__Задание a__:
Когда, согласно воспоминаниям о Борках, семья уехала с харьковского Южного вокзала?

Мельбурн-Тербуны- замок в Борках

Эллан ПАСИКА, 

Мельбурн, Австралия

Воспоминания о Борках 
I

Борки…Как кинокадры, иногда цветные, иногда чернобелые, порой как в тумане, проходят пред мною: дворец, лес с каменной мебелью, водопады, высокий берег реки с прозрачно-зелёной водой… 

Удивительно стойкий запах антоновки осенью. Зима… Вижу отца… Он вносит в комнату ящик. В нём рядами в стружках крупные зеленовато-желтые яблоки. Это на Харьковщине антоновка – яблоко осеннее, а здесь эти яблоки хорошо лежат до весны. В этих местах провёл детские годы Иван Алексеевич Бунин. Уже через много, много лет прочту я знаменитй его рассказ „Антоновские яблоки” и ёкнет сердце, узнавая такой милый сердцу запах. 

Но что это я как старосветский помещик. Ведь помню и другое. Страшную бедность борковских крестьян о ту пору. Сапог не помню у них. Зато хорошо помню лапти. Часто драные. И как трудно было многим школьникам,.жившим в общежитии школы. Помню лучшего ученика школы, невысокого парня, вернее помню не его самого, а его ноги. На них прямо на носки обуты галоши. А была суровая в тех краях зима. Уже на исходе зимы где-то сердобольные учителя достали ему валенки. Но тут началась распутица… Наплывом вырастают перед глазами огромные мокрые следы от его разбухшей обувки. В последние дни августа 1935 мы втроем с отцом и матерью уезжали с харьковского Южного вокзала. На самом деле это больше напоминало бегство. Кто-то настучал на отца в НКВД. Ему повезло, он не был брошен в застенки. Он просто был «вычищен» со всех работ, где преподавал немецкий язык. Как «украинский националист» с соответствующей отметкой в трудовой книжке.

__Записи набора__:

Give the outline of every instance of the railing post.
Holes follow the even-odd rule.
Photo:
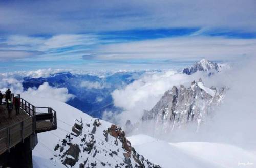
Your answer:
[[[29,103],[29,113],[30,115],[30,103]]]
[[[22,142],[24,142],[24,121],[22,122]]]
[[[10,152],[10,147],[11,142],[10,140],[10,127],[7,128],[7,143],[8,144],[8,152]]]
[[[54,128],[57,129],[57,116],[56,111],[54,111]]]
[[[35,107],[34,106],[33,106],[32,108],[33,116],[34,116],[35,115]]]
[[[27,111],[27,101],[25,100],[25,111],[26,113],[28,113]]]

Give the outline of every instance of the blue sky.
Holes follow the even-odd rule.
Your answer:
[[[1,72],[165,69],[256,53],[255,1],[2,1]]]

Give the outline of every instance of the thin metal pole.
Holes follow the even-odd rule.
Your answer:
[[[8,152],[10,153],[10,147],[11,146],[11,142],[10,140],[10,127],[7,128],[7,142],[8,144]]]

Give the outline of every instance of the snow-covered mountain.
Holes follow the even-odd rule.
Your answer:
[[[57,111],[57,129],[38,135],[34,167],[160,167],[136,152],[120,128],[61,102],[22,96]]]
[[[201,78],[188,88],[182,85],[178,88],[174,86],[151,110],[144,111],[141,122],[150,122],[159,133],[162,131],[170,132],[190,123],[197,123],[195,131],[198,131],[212,108],[222,102],[225,92],[223,87],[217,89],[205,86]],[[139,125],[136,124],[135,129],[139,129]]]
[[[220,68],[216,63],[206,59],[202,59],[196,62],[193,67],[186,68],[183,69],[182,73],[187,75],[191,75],[198,71],[207,72],[209,75],[215,71],[219,71]]]
[[[144,167],[139,166],[140,162],[144,167],[158,167],[152,162],[165,168],[240,167],[244,165],[253,167],[256,162],[256,153],[228,144],[169,143],[146,135],[125,138],[119,128],[111,123],[93,118],[63,102],[30,95],[22,96],[33,104],[51,106],[57,111],[57,129],[38,135],[38,144],[33,151],[35,168],[70,167],[74,163],[73,167],[79,168],[136,167],[136,164]],[[82,123],[82,128],[79,127]],[[127,140],[134,148],[132,147],[129,157],[130,166],[126,166],[129,159],[125,159],[129,153],[125,149],[130,148]]]

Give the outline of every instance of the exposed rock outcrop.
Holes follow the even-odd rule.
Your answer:
[[[218,72],[220,68],[220,67],[216,63],[203,59],[196,63],[193,67],[184,69],[182,73],[191,75],[198,71],[208,72],[208,75],[211,75],[215,71]]]
[[[181,85],[173,86],[164,93],[161,99],[150,111],[145,110],[142,120],[153,121],[157,126],[167,126],[165,131],[172,131],[187,123],[203,122],[212,108],[219,105],[225,96],[225,88],[217,90],[207,88],[201,79],[195,81],[188,88]]]

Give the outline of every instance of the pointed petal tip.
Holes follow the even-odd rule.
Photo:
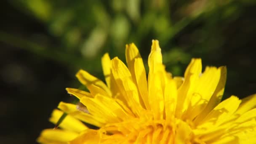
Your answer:
[[[159,42],[158,40],[152,40],[151,51],[161,51],[161,48],[159,46]]]

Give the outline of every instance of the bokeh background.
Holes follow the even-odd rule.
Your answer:
[[[83,69],[103,79],[104,53],[125,61],[134,42],[147,65],[158,39],[166,69],[192,57],[227,67],[224,97],[256,93],[256,0],[0,1],[0,144],[34,144]]]

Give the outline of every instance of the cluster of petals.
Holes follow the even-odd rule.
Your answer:
[[[147,76],[133,44],[127,45],[127,66],[117,57],[102,58],[104,83],[83,70],[76,77],[89,92],[67,88],[78,104],[61,102],[50,121],[68,115],[60,128],[43,130],[45,144],[254,144],[256,95],[221,101],[225,67],[207,67],[193,59],[184,77],[173,77],[153,40]],[[99,128],[88,128],[83,123]]]

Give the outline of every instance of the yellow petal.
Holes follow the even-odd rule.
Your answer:
[[[66,88],[66,90],[69,94],[75,96],[78,99],[80,99],[84,96],[92,97],[91,94],[87,92],[81,91],[76,88]]]
[[[134,62],[135,59],[141,58],[138,48],[134,43],[132,43],[125,46],[125,58],[132,77],[134,82],[136,82],[135,78],[135,70],[134,69]]]
[[[147,109],[150,109],[146,71],[142,59],[136,59],[134,63],[135,76],[140,96]]]
[[[100,144],[101,136],[99,131],[88,129],[70,142],[70,144]]]
[[[165,120],[168,121],[174,117],[177,104],[177,97],[176,84],[174,80],[172,80],[166,85],[165,88]]]
[[[63,113],[63,112],[57,109],[53,110],[51,117],[50,118],[50,121],[56,124]],[[69,115],[67,115],[65,117],[59,125],[59,127],[78,133],[88,128],[80,120]]]
[[[105,80],[109,88],[110,88],[110,72],[111,72],[111,61],[108,53],[106,53],[101,58],[101,65]]]
[[[199,124],[198,128],[217,126],[225,122],[237,110],[241,100],[235,96],[230,98],[222,101],[213,109],[206,117]]]
[[[176,83],[176,85],[177,86],[177,88],[179,88],[184,81],[184,77],[173,77],[173,80]]]
[[[190,127],[185,122],[181,120],[179,121],[177,125],[175,136],[175,144],[187,143],[192,133]]]
[[[101,117],[100,115],[92,115],[91,114],[83,112],[77,109],[75,104],[61,102],[58,108],[69,115],[75,117],[83,122],[100,127],[106,123],[105,120]]]
[[[67,143],[77,136],[76,133],[67,130],[46,129],[41,133],[37,141],[42,143]]]
[[[158,41],[152,40],[151,52],[148,59],[149,71],[148,78],[149,102],[154,118],[163,118],[164,102],[163,86],[166,74],[162,64],[161,48]]]
[[[220,76],[220,69],[206,67],[199,77],[189,101],[189,107],[184,116],[186,119],[193,120],[203,110],[216,89]]]
[[[191,97],[195,88],[197,84],[198,81],[198,77],[197,75],[189,73],[178,89],[178,96],[175,110],[176,117],[181,117],[183,112],[187,109],[191,102]]]
[[[76,76],[81,83],[87,87],[91,93],[92,92],[96,93],[97,91],[93,91],[94,89],[92,88],[98,88],[97,89],[102,89],[103,91],[105,91],[107,93],[107,95],[106,96],[111,96],[111,92],[105,83],[87,72],[80,69],[77,72]]]
[[[100,115],[108,123],[120,122],[131,117],[113,99],[100,95],[94,99],[84,97],[80,102],[87,107],[91,114]]]
[[[139,107],[141,107],[141,105],[138,90],[129,70],[117,57],[112,59],[112,73],[121,96],[135,114],[139,115],[139,114],[141,112]]]
[[[236,114],[241,114],[256,107],[256,94],[253,94],[242,99],[242,102]]]
[[[195,125],[200,123],[211,111],[219,104],[222,98],[227,79],[227,68],[226,67],[221,67],[219,69],[221,71],[221,76],[216,89],[206,107],[194,120]]]
[[[139,90],[141,104],[149,109],[148,94],[146,71],[142,59],[134,43],[126,45],[125,58],[133,82]]]

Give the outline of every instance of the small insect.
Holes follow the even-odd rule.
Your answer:
[[[85,106],[83,105],[83,104],[80,102],[78,102],[77,104],[77,109],[80,111],[83,112],[87,114],[90,113],[90,112],[89,112],[86,106]]]

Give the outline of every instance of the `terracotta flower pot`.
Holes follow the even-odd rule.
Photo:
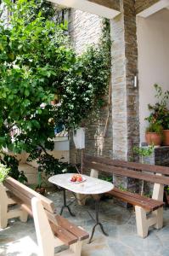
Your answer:
[[[163,145],[169,146],[169,130],[163,130],[164,141]]]
[[[160,146],[162,143],[161,134],[156,132],[146,132],[145,140],[148,145]]]

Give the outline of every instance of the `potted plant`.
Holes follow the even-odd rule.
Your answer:
[[[156,130],[158,131],[159,129],[161,130],[160,126],[162,126],[163,144],[169,145],[169,90],[163,91],[158,84],[154,86],[156,91],[155,98],[158,102],[155,105],[148,105],[150,114],[145,119],[150,123],[149,131],[155,131]]]
[[[166,115],[162,121],[163,126],[163,144],[165,146],[169,146],[169,110],[166,110]]]
[[[0,163],[0,183],[5,180],[8,176],[10,168],[8,168],[6,166]]]
[[[145,140],[148,145],[160,146],[162,143],[162,126],[161,123],[150,122],[146,129]]]
[[[165,186],[164,187],[164,201],[169,205],[169,187]]]

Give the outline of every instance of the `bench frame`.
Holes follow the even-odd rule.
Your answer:
[[[54,256],[54,248],[61,245],[69,246],[69,249],[56,255],[81,255],[82,242],[89,236],[87,232],[56,214],[53,210],[53,201],[31,189],[11,177],[8,177],[4,184],[7,188],[0,183],[0,228],[6,228],[8,220],[13,218],[19,217],[22,222],[26,222],[29,213],[34,218],[40,256]],[[20,188],[22,192],[27,193],[28,197],[21,193],[20,196]],[[22,196],[25,202],[22,201]],[[10,205],[14,204],[18,205],[18,207],[10,209]]]

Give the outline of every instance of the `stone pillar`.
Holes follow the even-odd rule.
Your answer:
[[[128,160],[139,143],[138,46],[134,0],[121,0],[121,14],[110,21],[112,38],[113,158]]]

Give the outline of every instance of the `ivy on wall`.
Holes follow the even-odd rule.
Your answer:
[[[8,26],[3,20],[0,25],[0,148],[52,150],[55,126],[78,126],[103,105],[109,44],[102,37],[98,47],[77,56],[65,32],[66,24],[53,19],[52,6],[46,9],[37,0],[2,3],[13,15]],[[54,95],[59,102],[51,106]],[[15,127],[20,133],[12,140]]]

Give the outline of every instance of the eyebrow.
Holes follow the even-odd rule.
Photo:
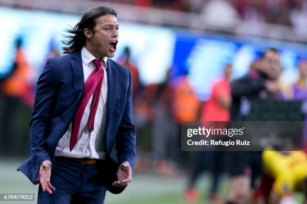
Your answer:
[[[116,25],[115,25],[115,26],[116,27],[116,26],[119,26],[119,24],[116,24]],[[113,24],[105,24],[103,25],[103,26],[114,26]]]

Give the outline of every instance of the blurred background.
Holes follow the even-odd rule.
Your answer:
[[[30,154],[36,82],[47,59],[63,54],[64,30],[98,6],[118,12],[114,60],[132,74],[137,129],[132,182],[121,194],[108,194],[106,204],[188,203],[198,153],[181,151],[180,122],[206,120],[202,117],[213,92],[223,92],[213,88],[216,82],[225,74],[230,84],[248,75],[267,48],[280,54],[282,100],[307,99],[290,91],[298,81],[302,92],[307,90],[305,0],[0,0],[0,193],[37,196],[38,186],[16,171]],[[293,107],[287,104],[280,110],[284,115]],[[300,110],[294,120],[303,120]],[[207,158],[193,186],[199,194],[196,203],[221,203],[228,191],[227,168],[220,170],[214,194],[218,196],[212,198],[215,159]]]

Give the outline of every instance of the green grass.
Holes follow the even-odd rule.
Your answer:
[[[35,194],[37,200],[38,186],[33,185],[29,180],[16,169],[24,160],[23,159],[0,160],[0,193]],[[197,186],[201,195],[199,204],[209,203],[205,200],[205,194],[208,188],[208,177],[200,178]],[[125,190],[119,194],[112,194],[107,192],[106,204],[186,204],[183,198],[186,178],[184,175],[177,178],[161,177],[149,174],[134,174],[132,181]],[[226,192],[223,182],[224,192]],[[36,202],[24,202],[35,204]],[[0,202],[0,204],[5,203]],[[10,202],[11,204],[21,204],[20,202]]]
[[[24,160],[0,160],[0,193],[35,194],[37,200],[38,186],[33,185],[16,168]],[[227,194],[228,179],[222,178],[220,191],[224,196]],[[200,192],[200,200],[196,204],[210,202],[206,198],[209,187],[208,174],[203,175],[198,180],[196,188]],[[185,175],[177,178],[161,177],[150,174],[134,174],[132,181],[125,190],[119,194],[107,192],[106,204],[188,204],[185,201],[183,192],[186,188],[187,178]],[[301,200],[301,196],[297,197]],[[0,204],[36,204],[36,202],[0,202]]]

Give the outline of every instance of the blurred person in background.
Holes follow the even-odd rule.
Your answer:
[[[178,174],[175,162],[177,158],[173,156],[178,148],[172,144],[178,140],[178,135],[170,111],[173,100],[171,74],[170,68],[163,82],[145,86],[135,100],[139,156],[134,168],[141,170],[149,168],[165,176]],[[149,162],[152,160],[154,162]]]
[[[231,94],[229,77],[232,71],[232,66],[227,64],[224,70],[224,76],[218,80],[212,86],[211,96],[205,103],[201,110],[200,121],[229,121],[230,108],[231,104]],[[205,124],[207,125],[207,124]],[[217,193],[219,180],[224,168],[225,152],[201,152],[196,160],[195,166],[190,175],[188,188],[185,193],[187,200],[191,202],[197,201],[199,198],[198,193],[194,189],[197,178],[201,173],[205,165],[213,164],[211,168],[212,172],[212,182],[210,189],[209,200],[213,203],[219,203],[222,200]],[[211,160],[211,162],[209,162]]]
[[[294,84],[286,88],[283,94],[286,100],[307,100],[307,61],[301,60],[298,64],[298,79]]]
[[[124,52],[119,58],[118,63],[127,67],[131,72],[132,78],[132,98],[134,98],[139,90],[140,84],[139,81],[138,70],[137,68],[131,62],[131,50],[129,47],[124,48]]]
[[[131,74],[108,58],[118,42],[116,16],[104,6],[84,12],[66,30],[68,54],[49,59],[39,78],[33,154],[18,169],[40,184],[38,203],[103,204],[107,190],[119,194],[131,180]],[[117,162],[111,156],[115,142]]]
[[[293,194],[304,194],[307,204],[307,155],[301,151],[262,152],[264,174],[260,184],[267,204],[298,204]]]
[[[280,55],[274,48],[266,50],[254,71],[234,81],[231,86],[232,104],[231,120],[243,119],[242,112],[249,101],[276,100],[280,97],[278,78],[281,73]],[[253,64],[255,66],[255,64]],[[252,197],[256,181],[262,170],[260,152],[229,152],[230,184],[226,204],[246,204]]]
[[[24,140],[18,138],[15,132],[17,119],[21,115],[20,108],[30,112],[34,102],[34,90],[31,83],[33,78],[32,68],[24,53],[22,39],[17,38],[15,43],[16,56],[12,70],[1,84],[4,108],[1,114],[3,132],[0,151],[2,155],[6,156],[16,156],[19,151],[17,142]]]
[[[285,88],[283,92],[283,96],[285,100],[302,100],[305,102],[307,100],[307,60],[300,60],[297,65],[299,76],[297,80],[288,87]],[[303,104],[303,109],[305,109],[305,105]],[[305,112],[306,110],[304,110]],[[305,114],[306,112],[305,112]],[[305,117],[305,121],[307,121],[307,116]],[[307,152],[307,124],[304,123],[303,141],[302,148]]]
[[[188,70],[183,75],[176,76],[171,82],[173,90],[173,100],[171,111],[177,128],[175,128],[177,136],[171,142],[171,156],[181,164],[187,162],[188,154],[181,152],[181,123],[184,122],[195,122],[199,116],[200,102],[189,82]]]

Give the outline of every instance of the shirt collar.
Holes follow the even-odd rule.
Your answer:
[[[82,61],[83,63],[87,64],[89,62],[91,62],[92,60],[95,60],[96,58],[93,56],[93,54],[91,54],[89,52],[86,50],[85,46],[83,46],[81,50],[81,57],[82,58]],[[103,68],[106,70],[107,67],[107,61],[108,60],[108,58],[105,56],[104,57],[102,60],[104,62],[103,64]]]

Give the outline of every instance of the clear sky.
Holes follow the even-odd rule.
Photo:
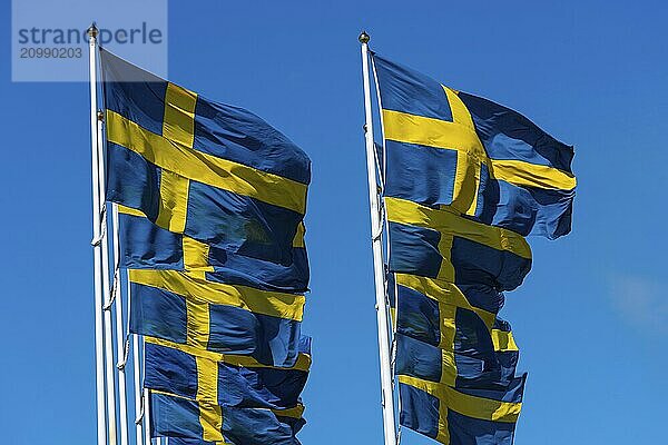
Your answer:
[[[667,20],[661,1],[170,1],[170,80],[253,110],[313,160],[305,445],[382,441],[363,28],[576,146],[573,233],[530,240],[533,270],[502,312],[529,372],[515,444],[665,443]],[[88,86],[12,83],[9,1],[0,23],[0,443],[88,445]]]

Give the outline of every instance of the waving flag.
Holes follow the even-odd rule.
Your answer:
[[[524,236],[570,231],[572,147],[505,107],[372,61],[400,422],[443,444],[510,445],[525,375],[498,314],[531,269]]]
[[[385,195],[451,207],[520,235],[571,227],[573,149],[522,115],[373,56],[386,149]]]
[[[308,157],[249,111],[101,55],[107,199],[151,435],[298,444]]]

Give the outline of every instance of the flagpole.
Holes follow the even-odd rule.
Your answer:
[[[126,385],[126,335],[122,324],[122,293],[120,280],[120,240],[118,236],[118,205],[111,208],[112,247],[114,247],[114,305],[116,306],[116,356],[118,357],[118,416],[120,426],[120,445],[128,445],[128,398]],[[129,347],[129,344],[127,344]]]
[[[131,314],[132,307],[132,294],[130,277],[128,278],[127,296],[128,296],[128,318]],[[132,336],[132,378],[135,386],[135,445],[144,445],[144,419],[146,418],[143,409],[144,394],[141,393],[141,370],[139,368],[139,336],[131,334]]]
[[[381,239],[382,221],[379,204],[379,185],[375,171],[375,148],[373,141],[373,116],[371,110],[371,86],[369,76],[369,40],[366,32],[360,34],[362,43],[362,73],[364,77],[364,111],[366,117],[366,175],[369,177],[369,205],[371,210],[371,234],[373,248],[373,271],[376,297],[376,322],[379,327],[379,353],[381,359],[381,390],[383,407],[383,431],[385,445],[396,445],[396,427],[394,422],[394,395],[392,385],[392,367],[390,362],[390,324],[387,323],[387,300],[385,289],[385,270],[383,264],[383,246]]]
[[[88,29],[89,73],[90,73],[90,146],[92,178],[92,237],[94,237],[94,281],[95,281],[95,364],[97,398],[97,438],[98,445],[107,444],[107,424],[105,412],[105,347],[102,323],[102,264],[100,243],[100,196],[98,168],[98,118],[97,118],[97,36],[95,23]]]
[[[102,324],[105,328],[105,376],[106,376],[106,393],[107,393],[107,428],[109,445],[116,445],[116,366],[114,366],[114,325],[111,324],[111,286],[109,285],[109,243],[107,227],[107,211],[105,206],[105,152],[102,149],[102,123],[105,115],[101,111],[97,113],[97,155],[98,155],[98,194],[99,201],[102,205],[99,216],[100,238],[98,239],[101,247],[102,258],[102,297],[104,312]],[[118,333],[116,333],[118,334]],[[118,340],[116,338],[116,340]]]

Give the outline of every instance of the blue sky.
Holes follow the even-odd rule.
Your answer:
[[[91,444],[88,87],[12,83],[8,1],[0,16],[0,442]],[[531,239],[502,313],[529,372],[515,443],[664,442],[667,19],[659,1],[170,2],[170,80],[255,111],[313,160],[304,444],[382,441],[363,28],[376,51],[576,146],[573,233]]]

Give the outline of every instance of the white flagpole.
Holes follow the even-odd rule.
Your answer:
[[[97,55],[97,46],[92,47]],[[97,105],[97,103],[96,103]],[[102,149],[102,122],[105,116],[101,111],[97,112],[97,168],[98,184],[97,192],[100,207],[98,214],[98,224],[100,225],[99,243],[101,249],[101,270],[102,270],[102,325],[105,330],[105,377],[107,394],[107,428],[109,445],[116,445],[116,373],[114,366],[114,325],[111,324],[111,287],[109,285],[109,243],[107,237],[107,212],[105,211],[105,157]]]
[[[144,346],[144,354],[141,354],[144,356],[143,374],[144,374],[144,378],[146,378],[146,340],[143,342],[143,346]],[[144,389],[143,423],[144,423],[145,442],[147,445],[150,445],[151,444],[151,439],[150,439],[150,394],[148,393],[148,389],[146,389],[146,388]]]
[[[120,445],[128,445],[128,398],[126,387],[126,335],[122,323],[122,293],[120,280],[120,240],[118,236],[118,205],[111,210],[114,226],[114,304],[116,306],[116,356],[118,358],[118,416],[120,426]],[[129,345],[128,345],[129,347]]]
[[[98,445],[107,444],[107,424],[105,413],[105,348],[102,327],[102,264],[100,243],[100,196],[98,168],[98,118],[97,118],[97,34],[92,24],[88,29],[89,72],[90,72],[90,146],[92,177],[92,236],[94,236],[94,274],[95,274],[95,364],[97,397],[97,438]]]
[[[150,400],[148,389],[144,389],[144,434],[147,444],[150,444]]]
[[[364,111],[366,115],[366,174],[369,177],[369,205],[371,209],[371,234],[373,247],[373,271],[375,279],[376,320],[379,325],[379,352],[381,359],[381,389],[383,407],[383,429],[385,445],[396,445],[396,424],[394,422],[394,395],[390,358],[390,324],[387,323],[387,300],[385,291],[385,270],[383,265],[383,245],[381,233],[381,210],[375,169],[375,147],[373,142],[373,116],[371,110],[371,87],[369,77],[369,43],[366,32],[360,34],[362,43],[362,73],[364,77]]]

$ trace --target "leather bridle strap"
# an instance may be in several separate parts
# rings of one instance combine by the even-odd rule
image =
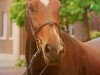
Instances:
[[[46,23],[43,23],[43,24],[38,25],[39,27],[35,27],[34,24],[32,23],[32,19],[31,19],[31,16],[30,16],[29,12],[30,12],[30,11],[29,11],[29,9],[27,8],[27,14],[26,14],[26,15],[27,15],[28,18],[29,18],[30,29],[31,29],[32,35],[33,35],[34,37],[37,37],[37,33],[38,33],[44,26],[46,26],[46,25],[50,25],[50,26],[56,25],[58,28],[60,28],[59,25],[58,25],[58,23],[56,23],[56,22],[46,22]]]

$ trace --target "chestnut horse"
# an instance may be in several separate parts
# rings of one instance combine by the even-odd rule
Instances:
[[[59,29],[59,0],[28,0],[27,3],[27,67],[37,49],[41,49],[27,75],[40,75],[42,71],[42,75],[100,75],[100,51]]]

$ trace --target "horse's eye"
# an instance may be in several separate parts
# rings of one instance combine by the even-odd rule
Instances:
[[[29,7],[31,12],[35,12],[35,9],[33,7]]]

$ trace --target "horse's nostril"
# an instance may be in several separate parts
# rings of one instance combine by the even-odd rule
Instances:
[[[50,47],[50,45],[46,45],[46,47],[45,47],[45,53],[50,53],[50,51],[51,51],[51,47]]]

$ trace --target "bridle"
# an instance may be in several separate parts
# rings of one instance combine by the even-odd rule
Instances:
[[[41,52],[41,47],[40,47],[40,45],[39,45],[39,39],[38,39],[38,37],[37,37],[37,33],[38,33],[44,26],[46,26],[46,25],[50,25],[50,26],[56,25],[56,26],[58,27],[58,30],[60,31],[60,27],[59,27],[58,23],[56,23],[56,22],[46,22],[46,23],[43,23],[43,24],[39,24],[39,25],[38,25],[39,27],[36,28],[36,27],[34,26],[33,22],[32,22],[31,16],[30,16],[29,4],[27,4],[27,6],[26,6],[26,16],[27,16],[28,19],[29,19],[31,34],[32,34],[32,36],[34,37],[34,39],[35,39],[35,41],[36,41],[37,51],[36,51],[36,53],[33,55],[32,59],[31,59],[31,61],[30,61],[30,64],[29,64],[29,66],[27,67],[27,69],[26,69],[26,71],[24,72],[23,75],[26,74],[27,70],[28,70],[28,69],[30,68],[30,66],[32,65],[32,62],[34,61],[34,59],[35,59],[35,58],[40,54],[40,52]],[[39,75],[42,75],[42,73],[44,72],[44,70],[45,70],[47,67],[48,67],[48,65],[42,70],[42,72],[41,72]]]

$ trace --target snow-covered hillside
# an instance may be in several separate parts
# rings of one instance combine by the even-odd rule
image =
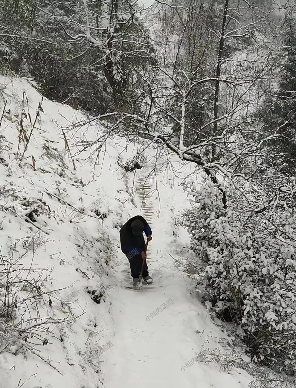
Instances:
[[[174,264],[189,241],[174,217],[193,168],[172,157],[148,177],[151,147],[147,168],[125,174],[119,155],[127,160],[140,145],[110,139],[94,173],[87,151],[72,160],[65,151],[60,128],[81,113],[42,100],[26,80],[0,85],[0,388],[246,388],[254,379],[231,339]],[[138,214],[152,230],[154,282],[136,291],[119,237]]]

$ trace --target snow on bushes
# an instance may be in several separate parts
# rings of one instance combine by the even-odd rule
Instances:
[[[199,189],[193,181],[185,184],[193,203],[182,222],[194,253],[188,267],[196,268],[192,276],[212,310],[243,329],[253,360],[291,374],[296,366],[294,184],[291,194],[278,191],[261,207],[258,188],[248,188],[247,196],[229,185],[225,210],[209,180]]]

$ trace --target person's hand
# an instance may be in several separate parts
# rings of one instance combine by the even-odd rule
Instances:
[[[142,256],[142,258],[143,259],[143,260],[144,260],[144,259],[146,259],[146,254],[145,253],[144,251],[143,251],[143,252],[141,252],[141,256]]]

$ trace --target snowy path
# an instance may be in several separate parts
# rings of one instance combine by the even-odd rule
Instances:
[[[126,288],[132,280],[127,260],[119,267],[117,287],[110,295],[115,334],[114,346],[103,355],[105,388],[247,386],[246,381],[243,385],[225,373],[221,380],[219,370],[208,365],[194,362],[185,366],[205,340],[216,336],[217,328],[209,324],[206,311],[189,291],[188,279],[167,254],[172,234],[163,215],[169,209],[165,204],[158,218],[153,208],[147,204],[141,214],[152,229],[147,262],[154,282],[139,291]]]

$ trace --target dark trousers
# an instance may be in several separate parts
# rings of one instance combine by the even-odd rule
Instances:
[[[141,270],[142,269],[142,264],[143,263],[143,259],[140,255],[137,255],[131,259],[128,259],[129,262],[129,265],[131,267],[131,274],[132,277],[139,277]],[[148,272],[148,267],[147,263],[145,261],[143,267],[143,273],[142,274],[143,277],[146,277],[149,274]]]

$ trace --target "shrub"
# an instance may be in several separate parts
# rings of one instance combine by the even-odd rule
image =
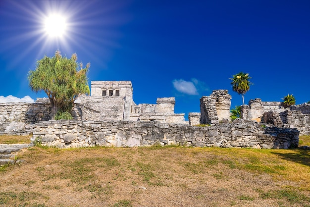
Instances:
[[[71,115],[71,113],[69,113],[67,111],[61,111],[61,110],[58,110],[55,114],[55,120],[60,120],[60,119],[72,119],[73,118],[72,117],[72,115]]]

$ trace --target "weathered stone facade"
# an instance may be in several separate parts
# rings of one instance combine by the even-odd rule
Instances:
[[[241,117],[279,127],[296,128],[301,134],[310,134],[310,104],[292,105],[285,108],[281,102],[250,100],[242,106]]]
[[[214,90],[201,99],[201,112],[190,113],[185,121],[184,113],[174,113],[174,97],[158,98],[156,104],[136,104],[132,93],[130,81],[92,81],[91,96],[77,100],[72,113],[75,120],[71,121],[50,120],[47,99],[35,104],[0,104],[0,134],[33,132],[33,141],[38,138],[44,145],[61,148],[158,143],[286,149],[298,143],[298,130],[288,128],[310,133],[309,104],[290,110],[280,103],[256,99],[244,107],[246,119],[229,123],[231,96],[227,90]],[[266,127],[259,123],[260,119]],[[193,126],[200,124],[208,126]]]
[[[192,112],[188,114],[188,121],[190,125],[198,125],[200,124],[200,113]]]
[[[299,131],[244,121],[204,127],[157,122],[43,121],[32,141],[58,148],[139,147],[156,143],[196,147],[287,149],[298,144]]]
[[[231,96],[227,90],[212,91],[209,96],[200,99],[200,123],[215,124],[229,120]]]
[[[92,81],[91,86],[91,96],[76,102],[77,119],[187,123],[185,114],[174,113],[174,97],[157,98],[156,104],[137,105],[132,99],[131,81]]]

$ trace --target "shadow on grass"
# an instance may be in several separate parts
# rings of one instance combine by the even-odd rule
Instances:
[[[291,150],[290,152],[293,152],[292,153],[288,153],[285,151],[282,152],[283,152],[275,151],[271,153],[286,160],[310,166],[310,150],[299,148]]]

__Задание b__:
Подсчитайте строки записей, в которых встречается слово "person", с учетом регистра. В ответе укажите только число.

__Решение задания a__:
В последние дни августа 1935 года.

__Решение задания b__:
2